**Excerpted text:**
----

Two: what are the side effects of this method? How does this damage performance? I think this is often missed by more academic types. For example, if you want to create a monitor on your system that says, “This prompt is harmful, the user’s trying to do a cybercrime, I should turn it off,” it’s really important that this does not activate much on normal user traffic. This is a thing that papers often just don’t check.
Thirdly, there’s just expense: how much does this increase the cost of running your model? Some things are basically free, like adding in some new fine-tuning data. Some things are really expensive, like running a massive language model on every query, giving some additional info.
And finally, one that I think people often don’t think about is implementation cost. This is maybe best illustrated with an analogy. I’m sure many people have seen Golden Gate Claude, this thing where you used a sparse autoencoder to make Claude think it was the Golden Gate Bridge and be obsessed with it.
Let’s suppose I wanted to make Golden Rule Gemini: I found the “be ethical” concept and just wanted to turn it on. What would this actually involve? Mathematically, it’s a minuscule fraction of the computational cost of a frontier language model. But in order to make this work, you need to go into this really complex, well optimised stack of matrix multiplications and do a different thing there. That is not what they’ve been optimised for.
This both is technically a lot more challenging than it is to just do it on an open source model where you don’t really care about performance, but it also is something where you’ve got to think about the stakeholders you’re interacting with. If you’re changing the codebase that’s used to serve a model, then lots of other people use the same codebase. and now you’ve added some extra code. They need to figure out if that’s relevant to them. Maybe it will break their use case, or maybe they’ll just think it might and I’ll waste their time. There’s actually quite a lot of resistance.

----

**Task details:** Reproduce verbatim the passage of the excerpt on costs of model safety methods between "Two: what are" and "some additional info.", inclusive.

----

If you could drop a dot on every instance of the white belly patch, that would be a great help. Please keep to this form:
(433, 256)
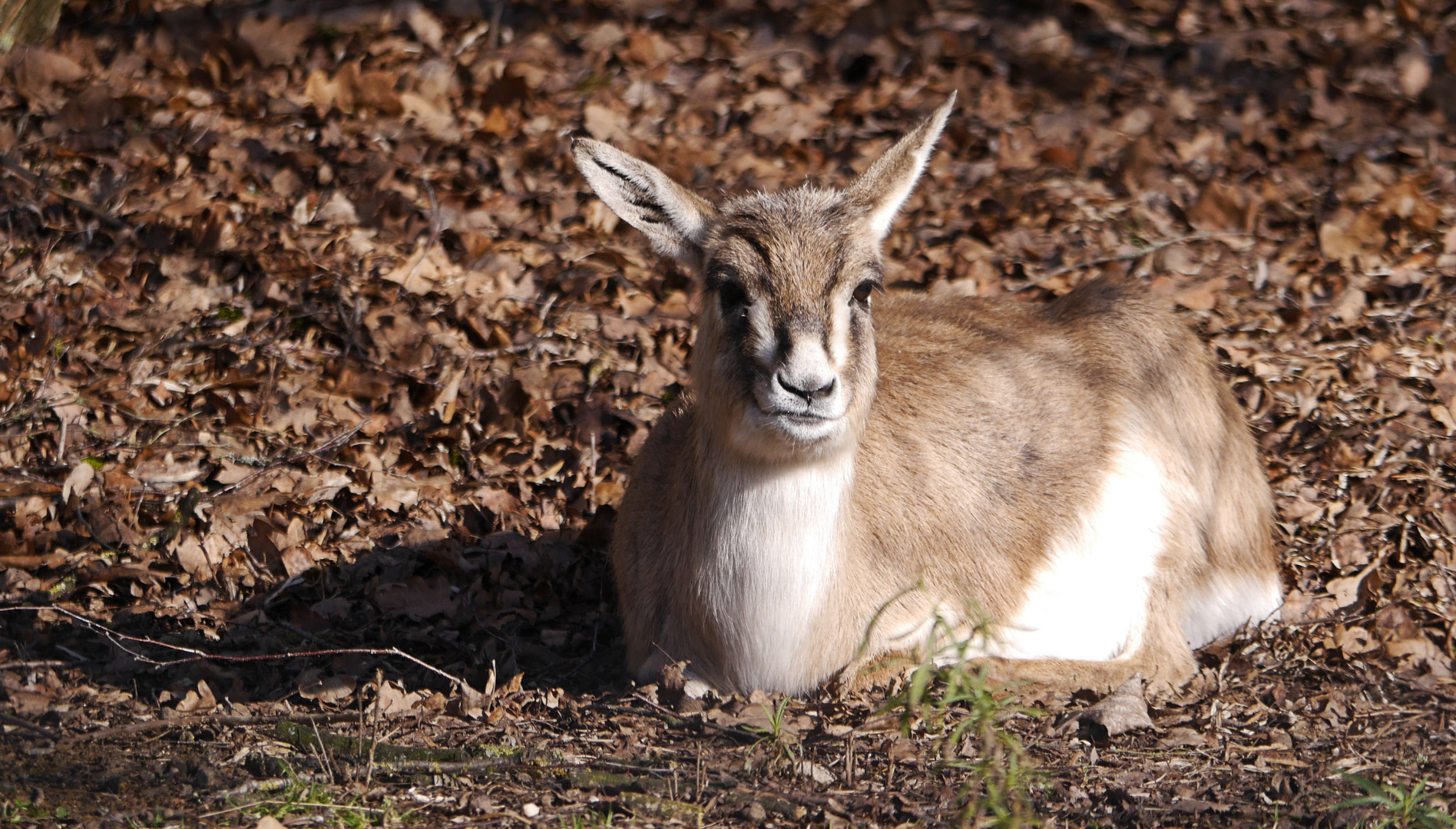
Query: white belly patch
(1090, 601)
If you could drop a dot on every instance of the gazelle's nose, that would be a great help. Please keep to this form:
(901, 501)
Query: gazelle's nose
(812, 387)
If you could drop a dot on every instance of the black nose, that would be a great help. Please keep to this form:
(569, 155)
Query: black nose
(809, 395)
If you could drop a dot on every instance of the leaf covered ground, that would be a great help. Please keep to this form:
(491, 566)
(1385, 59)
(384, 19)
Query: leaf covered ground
(312, 339)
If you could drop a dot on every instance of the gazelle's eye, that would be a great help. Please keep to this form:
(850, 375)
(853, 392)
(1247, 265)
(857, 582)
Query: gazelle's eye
(864, 290)
(731, 299)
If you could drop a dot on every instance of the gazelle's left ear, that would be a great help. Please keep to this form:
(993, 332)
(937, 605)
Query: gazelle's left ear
(669, 214)
(887, 183)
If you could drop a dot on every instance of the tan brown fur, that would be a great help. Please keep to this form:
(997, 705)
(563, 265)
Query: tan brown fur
(978, 435)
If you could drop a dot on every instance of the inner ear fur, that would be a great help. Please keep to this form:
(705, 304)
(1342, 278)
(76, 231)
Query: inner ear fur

----

**Answer space:**
Two: what are the side effects of this method? How does this damage performance? I think this is often missed by more academic types. For example, if you want to create a monitor on your system that says, “This prompt is harmful, the user’s trying to do a cybercrime, I should turn it off,” it’s really important that this does not activate much on normal user traffic. This is a thing that papers often just don’t check.
Thirdly, there’s just expense: how much does this increase the cost of running your model? Some things are basically free, like adding in some new fine-tuning data. Some things are really expensive, like running a massive language model on every query, giving some additional info.